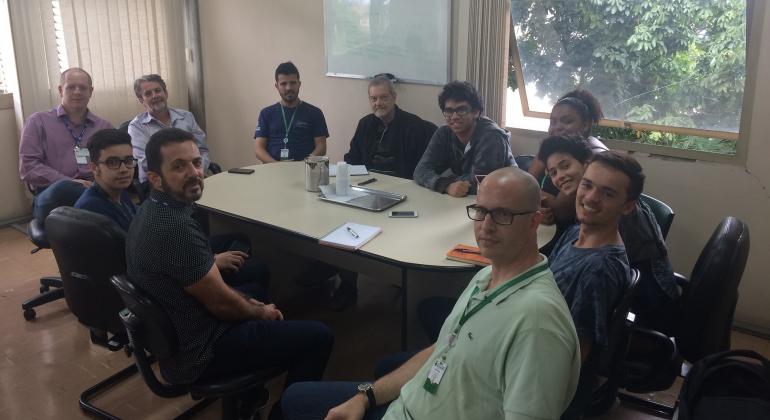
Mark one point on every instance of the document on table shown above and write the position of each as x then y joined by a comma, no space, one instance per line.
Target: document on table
350,236
354,170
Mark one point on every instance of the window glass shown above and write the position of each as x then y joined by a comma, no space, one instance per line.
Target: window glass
676,64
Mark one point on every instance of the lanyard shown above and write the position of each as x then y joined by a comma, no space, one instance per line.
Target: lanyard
524,276
77,138
287,127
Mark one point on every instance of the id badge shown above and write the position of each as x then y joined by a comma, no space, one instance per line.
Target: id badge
81,156
434,375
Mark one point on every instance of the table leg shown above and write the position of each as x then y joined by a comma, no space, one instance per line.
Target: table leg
404,310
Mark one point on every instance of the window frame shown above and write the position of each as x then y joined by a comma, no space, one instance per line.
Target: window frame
754,14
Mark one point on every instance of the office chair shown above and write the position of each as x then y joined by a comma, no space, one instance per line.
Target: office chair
51,287
90,248
523,161
663,213
152,335
708,305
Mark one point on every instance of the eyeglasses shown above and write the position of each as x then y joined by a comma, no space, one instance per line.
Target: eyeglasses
499,216
461,111
114,163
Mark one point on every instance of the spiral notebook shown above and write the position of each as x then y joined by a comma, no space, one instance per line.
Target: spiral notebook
350,236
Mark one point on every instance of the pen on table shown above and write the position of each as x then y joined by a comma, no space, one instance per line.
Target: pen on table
352,232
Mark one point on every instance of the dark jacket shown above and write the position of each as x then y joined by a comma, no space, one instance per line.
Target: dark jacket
411,133
446,159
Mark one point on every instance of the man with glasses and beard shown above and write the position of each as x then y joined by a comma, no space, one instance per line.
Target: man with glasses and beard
221,329
469,144
389,140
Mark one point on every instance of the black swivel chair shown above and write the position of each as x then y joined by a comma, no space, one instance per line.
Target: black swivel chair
152,335
708,305
37,234
664,214
90,248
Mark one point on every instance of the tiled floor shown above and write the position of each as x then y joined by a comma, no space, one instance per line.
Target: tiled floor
47,363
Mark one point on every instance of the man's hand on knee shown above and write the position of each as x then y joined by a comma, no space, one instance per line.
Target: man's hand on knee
352,409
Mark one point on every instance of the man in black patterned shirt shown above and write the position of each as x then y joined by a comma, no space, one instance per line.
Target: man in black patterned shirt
220,329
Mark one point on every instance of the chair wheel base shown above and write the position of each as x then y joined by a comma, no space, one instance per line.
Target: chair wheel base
29,314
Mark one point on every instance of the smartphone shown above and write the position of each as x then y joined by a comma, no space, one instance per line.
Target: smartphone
240,246
403,213
244,171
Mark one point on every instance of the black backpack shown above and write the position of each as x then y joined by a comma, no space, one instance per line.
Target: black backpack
727,386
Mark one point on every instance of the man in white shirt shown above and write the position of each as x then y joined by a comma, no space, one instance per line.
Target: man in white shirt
151,92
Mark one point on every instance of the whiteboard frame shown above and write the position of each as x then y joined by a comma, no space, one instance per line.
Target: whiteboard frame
399,80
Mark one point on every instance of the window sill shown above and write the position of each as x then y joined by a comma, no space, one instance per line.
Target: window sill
6,101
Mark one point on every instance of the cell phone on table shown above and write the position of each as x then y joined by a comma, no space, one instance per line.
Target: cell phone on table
402,213
244,171
240,246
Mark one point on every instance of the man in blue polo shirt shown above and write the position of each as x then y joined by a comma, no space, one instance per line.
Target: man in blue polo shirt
290,129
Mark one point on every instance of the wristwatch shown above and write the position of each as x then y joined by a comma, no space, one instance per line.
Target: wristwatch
368,389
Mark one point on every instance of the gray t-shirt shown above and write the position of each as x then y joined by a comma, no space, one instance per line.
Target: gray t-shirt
592,281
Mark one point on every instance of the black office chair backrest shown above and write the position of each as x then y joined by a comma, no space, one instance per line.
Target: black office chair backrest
619,331
712,293
89,248
150,331
664,214
523,161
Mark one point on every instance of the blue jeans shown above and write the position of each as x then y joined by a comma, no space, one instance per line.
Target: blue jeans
253,278
61,193
302,348
312,400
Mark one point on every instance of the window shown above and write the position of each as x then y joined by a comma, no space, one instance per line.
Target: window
668,73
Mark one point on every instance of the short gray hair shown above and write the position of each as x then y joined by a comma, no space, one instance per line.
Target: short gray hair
383,81
147,78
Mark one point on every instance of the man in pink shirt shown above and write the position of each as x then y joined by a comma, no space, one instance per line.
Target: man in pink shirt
53,154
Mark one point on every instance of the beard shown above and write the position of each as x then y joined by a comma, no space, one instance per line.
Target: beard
183,194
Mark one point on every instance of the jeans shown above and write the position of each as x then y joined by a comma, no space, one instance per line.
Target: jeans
61,193
253,278
300,347
312,400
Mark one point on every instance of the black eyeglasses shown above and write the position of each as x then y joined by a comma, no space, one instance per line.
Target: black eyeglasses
114,163
499,216
460,111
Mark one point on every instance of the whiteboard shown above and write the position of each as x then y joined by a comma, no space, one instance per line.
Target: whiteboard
407,38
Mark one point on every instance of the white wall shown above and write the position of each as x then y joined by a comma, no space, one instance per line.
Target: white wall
243,41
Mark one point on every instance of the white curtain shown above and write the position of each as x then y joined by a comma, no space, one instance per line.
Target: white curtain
117,41
488,53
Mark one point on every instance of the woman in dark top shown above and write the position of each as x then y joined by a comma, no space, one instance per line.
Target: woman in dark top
575,113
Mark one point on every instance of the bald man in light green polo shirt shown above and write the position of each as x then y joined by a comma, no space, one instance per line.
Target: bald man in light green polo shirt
508,350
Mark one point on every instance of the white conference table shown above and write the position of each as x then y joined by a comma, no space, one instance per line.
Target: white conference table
274,200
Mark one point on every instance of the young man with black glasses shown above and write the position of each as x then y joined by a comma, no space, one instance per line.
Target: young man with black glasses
468,145
112,163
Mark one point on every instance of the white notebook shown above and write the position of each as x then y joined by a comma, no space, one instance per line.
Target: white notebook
353,170
350,236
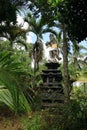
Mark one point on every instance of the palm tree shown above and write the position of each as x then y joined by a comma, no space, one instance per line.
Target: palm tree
77,59
63,38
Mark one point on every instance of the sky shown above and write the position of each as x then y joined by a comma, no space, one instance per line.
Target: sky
31,37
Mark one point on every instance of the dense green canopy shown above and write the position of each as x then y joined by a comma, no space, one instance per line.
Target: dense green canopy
73,13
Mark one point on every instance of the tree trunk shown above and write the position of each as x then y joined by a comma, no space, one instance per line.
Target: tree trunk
65,65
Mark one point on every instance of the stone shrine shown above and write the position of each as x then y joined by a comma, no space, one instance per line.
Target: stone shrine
52,95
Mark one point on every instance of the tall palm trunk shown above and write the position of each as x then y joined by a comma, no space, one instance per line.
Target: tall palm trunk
65,64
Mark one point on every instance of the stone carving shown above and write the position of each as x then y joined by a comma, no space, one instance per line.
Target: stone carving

────────────────────────────────────────

Repeat the material above exactly. Leave every picture out of it.

Mark one point on every instance of the document on table shown above and write the position of each as x then y joined by a comma, no space, one instance per line.
Target: document on table
350,236
354,170
Mark one point on every instance of the window glass shown above and write the position of each as x then y joined by a comma, no space, one instance per line.
Target: window glass
676,64
Mark one point on every instance of the lanyard shown above and write the position of each as x then y joined by a comma, no space, one instance per line.
Target: lanyard
524,276
77,138
287,127
Mark one point on every instance of the id badge shown above and write the position of each as x then y joined by a comma, no space, one instance per line.
Target: id badge
81,156
434,375
Mark one point on every instance of the table leg shown above and write the position of each as x then y joined by a comma, no space, one instance per line.
Target: table leg
404,310
Mark one point on every instance of the window frame shown above and write the position of each as x then y joined by a comma, no space, one instance per line.
Target: window frame
754,14
Mark one point on every instance of the office chair shown above and write the position of each as x then y joined by a comma, no space, one instance per line.
Target: office chair
51,287
90,248
523,161
663,213
152,335
708,305
Mark one point on every instance of the eyeglasses shown above and write the position of each as x then y joined by a comma, no space, one instance per line.
Target: eyeglasses
499,216
461,111
114,163
Mark one point on every instance of the spiral notebook shown above and write the position of each as x then y joined by a comma, no space, one instance per line.
Target: spiral notebook
350,236
Mark one point on every instance of the pen on table shown above and write the position of each as x then y joined by a comma, no space, one instance per line.
Target: pen on table
352,232
Mark one point on every instance of the dark jacket shown above and write the position of each as x then y joined by a comma, no space, one instance per line.
Target: dark jacket
411,133
446,159
Mark one point on every instance of the man with glasses and beard shown above and write the position of each as x then y joined by a comma, no space, one instance per line.
Target: man with glasses and beard
221,329
469,144
389,140
Mark one point on every instance of the black swivel chair shown above and write the position of each as x then y joined by a comma, no space, one instance per line.
Target: black swivel chair
152,335
708,305
37,234
664,214
90,248
Mark one point on every instance of the tiled floor shown above and write the position of each as x then y joined by a comma, no space, one instance per line.
Target: tiled floor
47,363
Mark one point on every instance of the man's hand on knee shown above and write the position of each as x then y joined by a comma, no space, one instance per line.
Target: man's hand on knee
352,409
Mark one point on every instance of the man in black patterned shirt shown above and write the position of each as x then y joined by a comma, no space, one instance per line.
Target: man in black patterned shirt
220,329
Mark one point on every instance of the chair wheel base shown above and write the position of each as x then y joined by a comma, no space, one instance per line.
Target: chair wheel base
29,314
Mark one point on every instance of the smartphone shown above and write the position of each as x then y joined by a comma, no space, one instance per line.
Target: smartphone
240,246
403,213
244,171
Mark one point on every instance of the black backpack shown above and write the position of each as x then y joined by a comma, no space, one instance per line.
Target: black backpack
727,386
Mark one point on every instance of the man in white shirt shown above and write the position of each as x then y joined by a comma, no space, one instance per line.
Target: man in white shirt
151,92
Mark one point on every instance of the whiteboard frame shown above and write the position of each as x then y joined by a comma, no space, one instance per line.
Target: whiteboard frame
399,80
Mark one point on every instance of the window sill shown above and write the position of each as x then y joined by a comma, no space, one instance per line.
Target: window sill
6,101
Mark one point on every instance of the cell phone on table shown above and write the position of each as x then y joined by a comma, no space, one instance per line.
Target: cell phone on table
402,213
244,171
240,246
Mark one point on every instance of the man in blue polo shirt shown above and write the position of each as x then y joined by a comma, no space, one instance per line.
Target: man in blue polo shirt
290,129
Mark one point on every instance of the wristwatch shown above and write the position of each as x then y joined by a comma, no space, one instance per line.
Target: wristwatch
368,389
Mark one point on every instance of the gray t-shirt shown above and write the position of each as x then y joined by a comma, no space, one instance per line.
Target: gray t-shirt
592,281
Mark one point on every instance of the black office chair backrest shown above and write the position of each as x then y joined by a comma, no space, one instance per line.
Target: black office chair backrest
619,331
712,293
89,248
150,331
664,214
523,161
Mark one point on every instance of the blue jeans shown above and write the position of each as x then y joined by a comma, no space, one instance per line.
Target: blue jeans
253,278
61,193
302,348
312,400
Mark one point on every instance of the window shown above and write the position of each as x then y joined by a comma, no space, one instance per line.
Target: window
668,73
Mark one point on every instance of the short gray hair shown above and write the position of each as x then y joined by a comma, no space, one instance per line.
Target: short gray hair
383,81
147,78
Mark one point on every instance of the man in pink shirt shown above and write the position of each as x then y joined by a comma, no space, one instance per line.
Target: man in pink shirt
53,154
Mark one point on every instance of the beard shown above and write the position of each as x then y joined by a comma, no space, one instance per line.
Target: beard
183,194
Mark one point on every instance of the jeans shown above and write the position of each as x then y joined by a comma, no space, one instance per line.
Target: jeans
61,193
253,278
300,347
312,400
Mark one point on every instance of the black eyeglasses shown above and write the position of each as x then y joined by a comma, no space, one instance per line.
Target: black eyeglasses
114,163
499,216
460,111
Mark one point on every instance of the whiteboard shown above and write the position of each as x then y joined by a comma, no space, one instance per line.
Target: whiteboard
407,38
Mark one point on every instance of the white wall shown above and write the position of each as x then y joined by a comma, no space, one instance per line.
Target: white wall
243,41
Mark one point on every instance of the white curtain shown above and write the position of each as x then y joined by a comma, no space, one instance per line.
Target: white curtain
117,41
488,53
Mark one point on every instance of the woman in dark top shown above and write the position of each as x then y joined by a comma, no space, one instance per line.
Target: woman in dark top
575,113
Mark one point on every instance of the bald man in light green polo shirt shown above and write the position of each as x then y joined by a comma, no space, one instance per line.
Target: bald man in light green polo shirt
508,350
Mark one point on every instance of the white conference table shown above and write the position of each as x then y joined by a comma, no space, one instance per line.
Target: white conference table
274,200
Mark one point on every instance of the young man with black glasses shown above and write the position of each as x then y joined by a comma, no space, one instance per line.
Target: young man with black glasses
468,145
112,163
Mark one point on every instance of the white notebook shown above and write the position of each as x then y joined by a comma, no space, one instance per line.
Target: white notebook
353,170
350,236
Mark one point on every instance of the palm tree shown above and write the position of each as x then y joined by a comma, no space, one instance per line.
Target: palm tree
77,59
63,38
Mark one point on every instance of the sky shown above and write the position of each as x then y joined by a comma, no space, one instance per line.
Target: sky
31,37
Mark one point on every instance of the dense green canopy shown above and write the position of each as x then y joined by a comma, no space, one instance per line.
Target: dense green canopy
73,13
Mark one point on every instance of the tree trunk shown above and write the position of each as x then y joined by a comma, no space, one instance per line.
Target: tree trunk
65,65
Mark one point on every instance of the stone shrine shown above and write the position of each as x then y joined by a comma, no space, one instance per line.
Target: stone shrine
52,95
Mark one point on every instance of the tall palm trunk shown above and write the position of each as x then y joined by a comma, no space, one instance per line.
Target: tall palm trunk
65,64
Mark one point on every instance of the stone carving shown above and write the position of each as x then y joined by a comma, no space, one instance per line.
Target: stone carving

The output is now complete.